Text passage =>
----------------------------------------

Gingivitis is the earliest stage of gum disease—and if you catch it quickly enough, it’s a fairly easy condition to treat. In today’s blog post, we’ve put together a brief guide to the signs, symptoms, and treatment options available for gingivitis.
In most cases, gingivitis is caused when bacterial plaque accumulates between and around your teeth. The accumulation can lead to deteriorated gingival tissue, which can ultimately create further complications such as tooth loss. However, gingivitis can also be caused by factors such as hormonal changes, diseases like cancer and diabetes, drug use, smoking, and your family history.
Signs That You May Have Gingivitis
Patients with gingivitis often have red, puffy gums—and your teeth may bleed whenever you brush your teeth. In some cases, gingivitis can be resolved through good oral health habits. Flossing your teeth, using an antiseptic mouthwash, and brushing more frequently and for a longer time can eliminate plaque and bacteria from your mouth.

----------------------------------------

Referring expression data based on photos
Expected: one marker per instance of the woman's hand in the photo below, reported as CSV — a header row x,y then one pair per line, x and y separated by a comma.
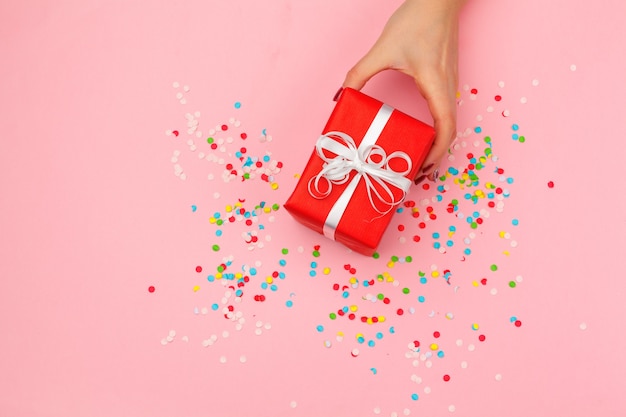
x,y
421,40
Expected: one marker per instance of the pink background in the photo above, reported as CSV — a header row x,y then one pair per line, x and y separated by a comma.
x,y
94,212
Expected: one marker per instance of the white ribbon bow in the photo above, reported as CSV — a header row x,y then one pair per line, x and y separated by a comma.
x,y
371,163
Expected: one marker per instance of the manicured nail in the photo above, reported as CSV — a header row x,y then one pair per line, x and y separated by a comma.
x,y
436,175
419,179
427,167
337,94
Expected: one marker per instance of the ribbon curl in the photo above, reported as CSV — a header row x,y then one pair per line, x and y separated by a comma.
x,y
371,163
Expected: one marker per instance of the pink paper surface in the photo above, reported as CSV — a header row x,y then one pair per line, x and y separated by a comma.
x,y
101,201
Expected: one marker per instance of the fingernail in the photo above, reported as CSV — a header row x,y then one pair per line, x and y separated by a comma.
x,y
427,167
436,175
337,94
419,179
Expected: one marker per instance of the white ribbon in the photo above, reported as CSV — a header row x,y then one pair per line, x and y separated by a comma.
x,y
371,163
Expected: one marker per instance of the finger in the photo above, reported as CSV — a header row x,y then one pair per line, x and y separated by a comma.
x,y
443,110
364,70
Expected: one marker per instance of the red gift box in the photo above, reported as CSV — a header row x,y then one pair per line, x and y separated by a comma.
x,y
370,140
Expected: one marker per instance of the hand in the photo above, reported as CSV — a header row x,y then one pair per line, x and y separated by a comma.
x,y
421,40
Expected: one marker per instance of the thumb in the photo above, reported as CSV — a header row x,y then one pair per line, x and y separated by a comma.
x,y
444,117
360,74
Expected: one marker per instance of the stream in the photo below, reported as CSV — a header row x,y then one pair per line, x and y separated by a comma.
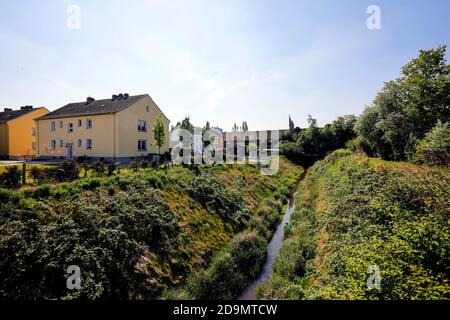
x,y
273,249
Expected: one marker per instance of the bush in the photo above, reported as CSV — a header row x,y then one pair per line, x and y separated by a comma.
x,y
11,178
109,237
223,201
231,269
99,167
434,149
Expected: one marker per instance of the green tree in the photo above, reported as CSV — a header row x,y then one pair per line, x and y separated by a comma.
x,y
407,108
291,126
434,149
159,134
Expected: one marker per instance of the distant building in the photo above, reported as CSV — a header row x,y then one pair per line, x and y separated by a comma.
x,y
119,128
18,133
197,138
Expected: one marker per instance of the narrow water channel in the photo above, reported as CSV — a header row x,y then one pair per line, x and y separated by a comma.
x,y
273,249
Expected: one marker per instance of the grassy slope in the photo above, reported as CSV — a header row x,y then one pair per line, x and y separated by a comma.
x,y
354,212
201,233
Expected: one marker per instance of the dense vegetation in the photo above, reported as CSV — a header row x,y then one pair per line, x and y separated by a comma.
x,y
314,143
408,108
136,234
354,212
409,119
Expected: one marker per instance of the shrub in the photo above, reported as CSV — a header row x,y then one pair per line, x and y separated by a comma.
x,y
109,237
231,269
71,170
112,166
11,178
434,149
99,167
224,201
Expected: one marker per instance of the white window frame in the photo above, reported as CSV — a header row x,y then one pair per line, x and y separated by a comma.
x,y
142,125
142,145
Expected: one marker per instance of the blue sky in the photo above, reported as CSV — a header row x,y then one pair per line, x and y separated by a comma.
x,y
222,61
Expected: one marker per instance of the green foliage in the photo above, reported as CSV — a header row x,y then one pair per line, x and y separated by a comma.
x,y
137,234
11,178
223,201
159,134
407,108
314,143
434,149
105,235
356,212
231,269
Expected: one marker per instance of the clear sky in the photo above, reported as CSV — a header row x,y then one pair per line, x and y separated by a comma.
x,y
219,60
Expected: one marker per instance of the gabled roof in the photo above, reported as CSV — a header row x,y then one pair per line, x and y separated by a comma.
x,y
96,107
11,115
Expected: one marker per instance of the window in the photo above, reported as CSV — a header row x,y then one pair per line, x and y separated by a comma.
x,y
142,145
142,126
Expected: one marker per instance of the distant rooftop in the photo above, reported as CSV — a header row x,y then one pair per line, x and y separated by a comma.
x,y
95,107
9,114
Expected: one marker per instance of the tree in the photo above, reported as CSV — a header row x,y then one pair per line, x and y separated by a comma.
x,y
407,108
426,84
159,134
291,126
434,149
187,125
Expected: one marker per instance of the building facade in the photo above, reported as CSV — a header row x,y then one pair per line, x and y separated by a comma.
x,y
119,128
18,133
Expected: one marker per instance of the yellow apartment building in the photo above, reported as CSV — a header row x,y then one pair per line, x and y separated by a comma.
x,y
119,128
18,133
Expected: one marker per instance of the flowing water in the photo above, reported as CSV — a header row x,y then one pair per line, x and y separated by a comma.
x,y
273,249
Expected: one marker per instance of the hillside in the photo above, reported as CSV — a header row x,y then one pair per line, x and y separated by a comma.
x,y
354,212
134,234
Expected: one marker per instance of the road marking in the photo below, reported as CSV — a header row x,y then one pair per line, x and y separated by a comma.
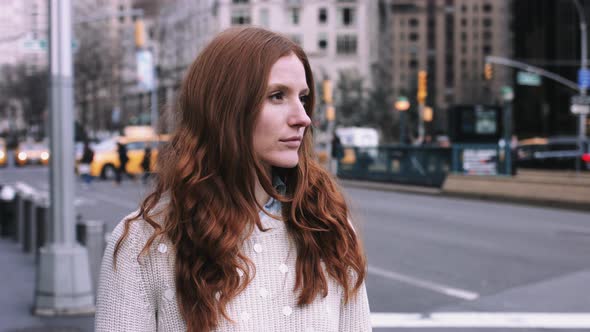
x,y
439,288
483,319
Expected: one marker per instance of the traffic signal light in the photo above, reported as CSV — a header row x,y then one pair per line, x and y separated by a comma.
x,y
139,34
327,87
488,71
422,88
427,114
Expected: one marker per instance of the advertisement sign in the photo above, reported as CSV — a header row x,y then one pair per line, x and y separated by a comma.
x,y
480,161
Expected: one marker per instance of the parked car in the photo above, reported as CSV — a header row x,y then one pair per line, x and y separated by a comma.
x,y
3,153
553,153
106,158
30,152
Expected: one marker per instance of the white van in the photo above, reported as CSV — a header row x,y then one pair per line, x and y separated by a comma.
x,y
358,136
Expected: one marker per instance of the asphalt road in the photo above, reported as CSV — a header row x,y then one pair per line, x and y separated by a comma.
x,y
432,254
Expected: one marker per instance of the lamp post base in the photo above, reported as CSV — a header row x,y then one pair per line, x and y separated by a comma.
x,y
63,283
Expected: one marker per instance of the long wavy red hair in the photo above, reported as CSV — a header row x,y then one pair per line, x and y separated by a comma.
x,y
210,202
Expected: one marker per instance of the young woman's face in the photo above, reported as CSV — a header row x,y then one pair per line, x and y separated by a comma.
x,y
278,132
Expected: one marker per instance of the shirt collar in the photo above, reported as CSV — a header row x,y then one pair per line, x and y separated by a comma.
x,y
273,205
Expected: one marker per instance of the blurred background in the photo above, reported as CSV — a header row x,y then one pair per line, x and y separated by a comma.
x,y
457,129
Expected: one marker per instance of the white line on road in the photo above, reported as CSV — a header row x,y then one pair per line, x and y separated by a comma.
x,y
439,288
483,319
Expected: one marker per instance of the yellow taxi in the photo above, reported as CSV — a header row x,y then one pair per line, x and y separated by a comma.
x,y
3,153
29,152
106,157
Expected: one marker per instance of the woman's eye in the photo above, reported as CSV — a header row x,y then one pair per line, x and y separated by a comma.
x,y
304,99
276,96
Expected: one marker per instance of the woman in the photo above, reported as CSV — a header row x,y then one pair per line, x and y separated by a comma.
x,y
244,231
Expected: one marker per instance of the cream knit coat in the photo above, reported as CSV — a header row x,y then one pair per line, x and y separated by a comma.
x,y
141,296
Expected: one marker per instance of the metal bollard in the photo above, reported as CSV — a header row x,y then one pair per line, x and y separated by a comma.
x,y
42,227
19,203
90,233
7,211
30,224
23,194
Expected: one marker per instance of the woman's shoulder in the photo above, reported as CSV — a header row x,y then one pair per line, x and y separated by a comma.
x,y
135,231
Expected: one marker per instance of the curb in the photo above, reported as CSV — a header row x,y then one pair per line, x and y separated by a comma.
x,y
530,200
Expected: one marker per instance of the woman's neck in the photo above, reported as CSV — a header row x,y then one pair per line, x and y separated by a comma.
x,y
261,195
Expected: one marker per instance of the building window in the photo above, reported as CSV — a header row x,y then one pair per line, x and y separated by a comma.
x,y
347,16
322,41
240,17
346,44
294,16
264,17
323,15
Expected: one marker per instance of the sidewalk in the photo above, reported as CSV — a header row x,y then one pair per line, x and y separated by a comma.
x,y
17,289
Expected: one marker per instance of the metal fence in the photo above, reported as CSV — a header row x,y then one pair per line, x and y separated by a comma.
x,y
414,165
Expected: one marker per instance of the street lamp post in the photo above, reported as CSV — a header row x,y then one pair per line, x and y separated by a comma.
x,y
584,75
63,283
402,105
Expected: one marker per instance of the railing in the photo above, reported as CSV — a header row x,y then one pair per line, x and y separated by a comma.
x,y
414,165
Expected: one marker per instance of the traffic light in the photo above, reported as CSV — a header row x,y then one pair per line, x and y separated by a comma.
x,y
327,87
488,71
427,114
422,88
139,34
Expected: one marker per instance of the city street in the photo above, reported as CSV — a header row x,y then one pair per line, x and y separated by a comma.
x,y
429,254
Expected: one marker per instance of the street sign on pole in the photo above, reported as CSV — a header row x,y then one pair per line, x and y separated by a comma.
x,y
145,70
507,93
580,109
584,78
527,78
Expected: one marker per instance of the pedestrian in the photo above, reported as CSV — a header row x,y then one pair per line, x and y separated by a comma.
x,y
123,160
84,164
146,163
337,153
244,230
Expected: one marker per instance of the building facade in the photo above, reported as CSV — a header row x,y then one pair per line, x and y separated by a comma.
x,y
23,33
547,35
449,39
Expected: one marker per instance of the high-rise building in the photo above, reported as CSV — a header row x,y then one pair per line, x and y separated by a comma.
x,y
547,35
339,36
449,39
23,33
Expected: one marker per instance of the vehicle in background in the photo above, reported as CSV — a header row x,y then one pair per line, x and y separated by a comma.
x,y
30,152
106,157
553,153
3,153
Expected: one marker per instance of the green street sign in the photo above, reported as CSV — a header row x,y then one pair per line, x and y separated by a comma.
x,y
527,78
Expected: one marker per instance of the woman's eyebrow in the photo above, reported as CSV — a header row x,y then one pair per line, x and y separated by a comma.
x,y
283,87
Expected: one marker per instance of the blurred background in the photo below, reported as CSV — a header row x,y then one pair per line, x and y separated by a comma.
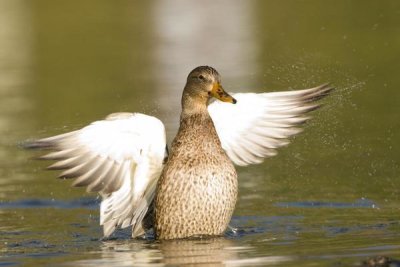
x,y
329,198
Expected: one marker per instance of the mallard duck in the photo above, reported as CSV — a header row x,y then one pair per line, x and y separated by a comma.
x,y
193,190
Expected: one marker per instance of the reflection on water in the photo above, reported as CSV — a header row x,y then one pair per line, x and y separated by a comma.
x,y
15,61
205,252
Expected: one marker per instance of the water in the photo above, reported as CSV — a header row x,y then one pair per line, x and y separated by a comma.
x,y
331,198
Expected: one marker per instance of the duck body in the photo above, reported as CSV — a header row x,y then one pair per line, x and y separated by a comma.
x,y
197,191
194,190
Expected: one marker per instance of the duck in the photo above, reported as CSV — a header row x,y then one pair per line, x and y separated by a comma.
x,y
190,189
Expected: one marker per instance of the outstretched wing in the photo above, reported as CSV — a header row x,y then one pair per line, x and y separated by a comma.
x,y
120,157
258,124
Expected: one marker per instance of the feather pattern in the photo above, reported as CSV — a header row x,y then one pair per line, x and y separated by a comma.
x,y
120,157
258,124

----------------------------------------

Work instructions =>
• A. Please retype the gingivitis passage, starting at "Gingivitis is the" and ending at "your family history.".
• B. Extend the gingivitis passage, picking up right after its last sentence.

Answers to the problems =>
• A.
Gingivitis is the earliest stage of gum disease—and if you catch it quickly enough, it’s a fairly easy condition to treat. In today’s blog post, we’ve put together a brief guide to the signs, symptoms, and treatment options available for gingivitis.
In most cases, gingivitis is caused when bacterial plaque accumulates between and around your teeth. The accumulation can lead to deteriorated gingival tissue, which can ultimately create further complications such as tooth loss. However, gingivitis can also be caused by factors such as hormonal changes, diseases like cancer and diabetes, drug use, smoking, and your family history.

• B.
You may also notice some of the following signs:
- tender, soft, or purple gums
- inflammation of the gums
- halitosis (bad breath)
- receding gum line
- bleeding when flossing
The Symptoms You’ll Experience
People with mild cases of gingivitis often don’t realize that they have the oral disease because they experience few symptoms. Because many of the signs of gingivitis can also indicate other oral health problems, people might fail to recognize the damage that gingivitis is having on their gums and teeth. It’s important to visit your dentist for regular checkups so that he or she can assess your risk of gingivitis and other forms of periodontal disease.
Treatment Options to Improve Your Oral Health
The effects of gingivitis are easy to reverse if the patient receives an early diagnosis and prompt treatment. Most situations require treatment at home and treatment from a dental professional. First, your dentist will remove plaque and tartar buildup through a process known as scaling. He or she will also help you develop an effective oral healthcare routine in order to ward off further problems with your gums. In some cases, you may need additional dental work so that you can properly maintain your oral hygiene. Dental problems such as crooked teeth or crowns that fit poorly can make it harder for you to effectively remove tartar and plaque from between your teeth and gums.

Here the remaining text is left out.